ASSIGNMENT => This exercise calls for duplicating every entry below exactly, without the images.

EXERCISE DATA Start Marker

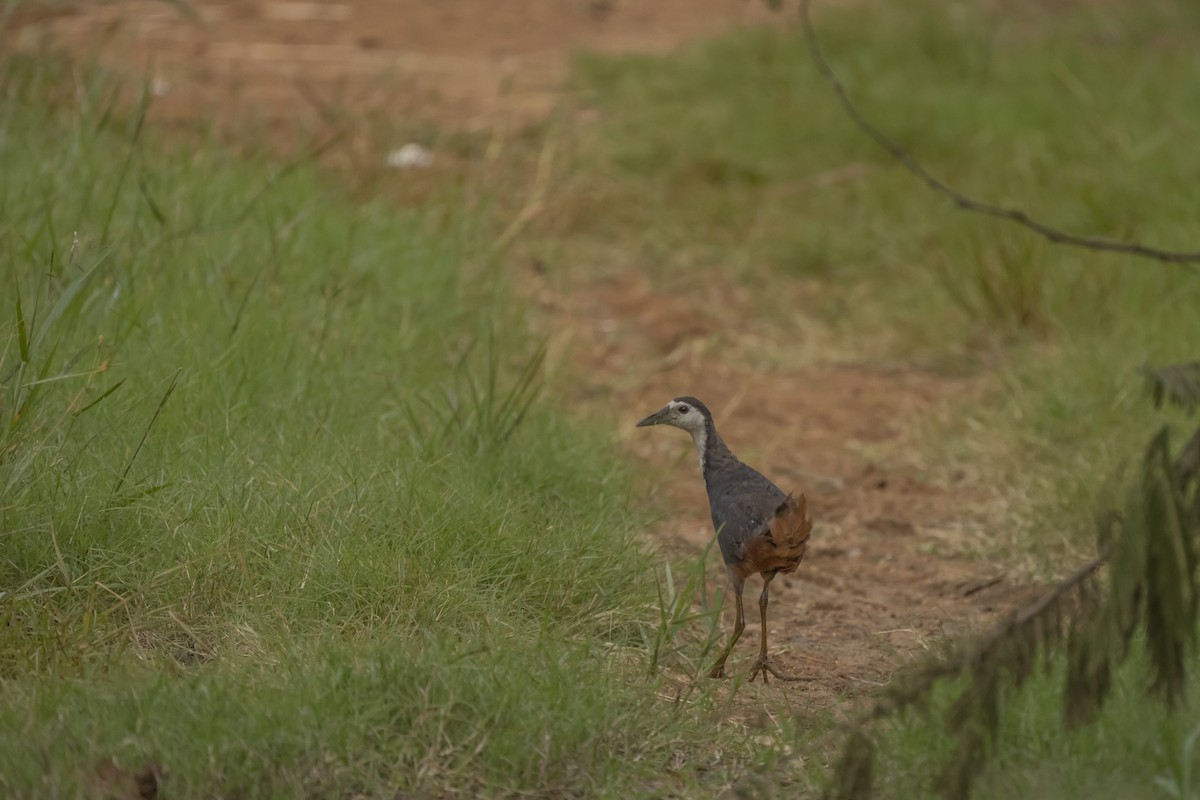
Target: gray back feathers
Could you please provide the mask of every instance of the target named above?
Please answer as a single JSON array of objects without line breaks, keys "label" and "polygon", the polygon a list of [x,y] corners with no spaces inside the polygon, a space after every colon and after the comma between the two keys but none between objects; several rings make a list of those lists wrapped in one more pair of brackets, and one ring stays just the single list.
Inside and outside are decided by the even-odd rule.
[{"label": "gray back feathers", "polygon": [[729,564],[742,545],[767,530],[787,495],[758,470],[737,459],[711,425],[704,453],[704,486],[721,555]]}]

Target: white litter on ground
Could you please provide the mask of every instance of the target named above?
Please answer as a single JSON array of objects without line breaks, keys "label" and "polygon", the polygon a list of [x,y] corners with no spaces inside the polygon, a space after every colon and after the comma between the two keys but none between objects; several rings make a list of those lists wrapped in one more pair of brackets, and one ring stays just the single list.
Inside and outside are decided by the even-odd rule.
[{"label": "white litter on ground", "polygon": [[397,169],[424,169],[433,166],[433,153],[415,142],[388,153],[387,165]]}]

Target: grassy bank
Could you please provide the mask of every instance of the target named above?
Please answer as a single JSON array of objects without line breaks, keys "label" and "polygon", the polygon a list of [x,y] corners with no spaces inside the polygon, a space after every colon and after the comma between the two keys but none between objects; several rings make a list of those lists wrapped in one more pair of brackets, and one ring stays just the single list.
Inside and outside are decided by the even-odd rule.
[{"label": "grassy bank", "polygon": [[628,475],[539,399],[484,222],[4,66],[0,793],[99,791],[109,758],[172,797],[736,773],[652,702]]}]

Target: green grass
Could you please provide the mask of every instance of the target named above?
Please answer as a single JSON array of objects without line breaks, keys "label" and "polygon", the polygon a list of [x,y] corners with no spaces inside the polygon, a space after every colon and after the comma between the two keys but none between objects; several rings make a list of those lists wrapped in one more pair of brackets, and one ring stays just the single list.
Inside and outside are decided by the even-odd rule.
[{"label": "green grass", "polygon": [[[864,112],[958,188],[1200,245],[1191,5],[818,5]],[[694,584],[655,593],[627,467],[538,396],[493,224],[450,191],[397,210],[309,164],[172,150],[111,84],[4,66],[3,793],[73,796],[110,756],[180,797],[803,785],[793,722],[768,746],[708,684],[673,704],[645,677],[704,661]],[[984,465],[1003,560],[1086,549],[1159,421],[1136,368],[1197,357],[1195,271],[953,209],[855,131],[793,29],[577,76],[600,121],[551,188],[549,251],[807,282],[864,357],[993,376],[930,449]],[[1070,736],[1036,680],[983,794],[1186,796],[1194,708],[1142,700],[1138,669]],[[929,790],[937,713],[885,733],[894,796]]]},{"label": "green grass", "polygon": [[631,796],[762,757],[656,701],[630,476],[538,397],[485,221],[5,67],[0,793],[113,757],[173,797]]}]

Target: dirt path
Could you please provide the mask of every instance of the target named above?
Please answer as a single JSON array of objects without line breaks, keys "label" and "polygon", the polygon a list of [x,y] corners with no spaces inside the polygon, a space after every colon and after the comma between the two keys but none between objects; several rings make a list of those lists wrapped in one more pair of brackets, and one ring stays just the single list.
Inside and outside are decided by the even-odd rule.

EXERCISE DATA End Marker

TASK ANSWER =>
Target: gray back feathers
Could you please provide the mask of every instance of the target named above?
Please answer as a single JSON array of objects without line breaks, keys "label" and "polygon", the polygon a list of [x,y] corners with no spaces inside the polygon, a space after every colon and after the comma between the two keys but none between objects; several rings make a list of those lists wrapped in one more pair of brackets, and one ring stays just the single list.
Inside and outside are decided by the even-odd rule.
[{"label": "gray back feathers", "polygon": [[729,564],[742,545],[767,530],[787,495],[758,470],[737,459],[711,425],[704,453],[704,486],[721,555]]}]

Target: white litter on ground
Could you please provide the mask of every instance of the target named above?
Please answer as a single JSON array of objects without line breaks, keys "label" and "polygon", the polygon a list of [x,y] corners with no spaces inside the polygon, a space after every colon and after the comma between the two keys but none between objects; several rings make a list of those lists wrapped in one more pair of brackets, and one ring stays just the single list.
Inside and outside are decided by the even-odd rule.
[{"label": "white litter on ground", "polygon": [[397,169],[424,169],[433,166],[433,153],[415,142],[388,153],[387,165]]}]

Target: grassy bank
Could you please provide the mask of every instance of the target named above?
Please answer as a single JSON array of objects without line breaks, keys "label" and "polygon", the polygon a list of [x,y] corners with no spaces inside the polygon, a space after every colon and after the comma between the two keys but none between objects; several rings make a list of those lists wrapped in one more pair of brackets, and one ring stays just the single list.
Inside and outside are decided by the even-odd rule.
[{"label": "grassy bank", "polygon": [[628,475],[539,399],[484,222],[4,66],[0,793],[99,791],[109,758],[172,797],[736,773],[652,702]]}]

Target: green grass
Could you please provide the mask of every instance of the target named above?
Please answer as a single JSON array of objects without line breaks, keys "label" and "polygon", the polygon a list of [x,y] corners with no spaces inside the polygon, a space after every colon and after the comma between the two keys but none between objects; several rings make a list of those lists wrapped in one more pair of brackets, and one ring stays just the single list.
Inside and outside are decided by the even-odd rule.
[{"label": "green grass", "polygon": [[[864,112],[958,188],[1200,245],[1191,5],[818,5]],[[694,584],[655,593],[627,467],[538,396],[493,224],[450,191],[397,210],[309,164],[172,150],[111,84],[4,66],[3,793],[73,796],[110,756],[180,797],[803,785],[793,722],[768,746],[708,684],[673,704],[645,677],[704,661]],[[984,465],[1003,560],[1086,549],[1159,421],[1136,368],[1197,357],[1195,271],[953,209],[855,131],[793,29],[577,76],[600,121],[551,188],[549,251],[807,282],[864,357],[993,376],[930,449]],[[1070,736],[1036,680],[983,794],[1186,796],[1194,708],[1142,700],[1138,669]],[[929,790],[937,713],[885,733],[894,796]]]},{"label": "green grass", "polygon": [[631,796],[762,757],[656,701],[630,476],[538,397],[485,221],[5,67],[0,793],[113,757],[173,797]]}]

Target: dirt path
Could you please provide the mask of every instance of the target named above?
Please answer as a single JSON array of objects without line breaks, keys "label" and "polygon", the polygon a list of [x,y] corners with no spaces inside the polygon, a space after every colon and after the comma between the two keys but none between objects; several rings make a list of those lists wrapped in one more pair of brackets, and one ring stays just the single list.
Inside and outside are decided by the even-odd rule.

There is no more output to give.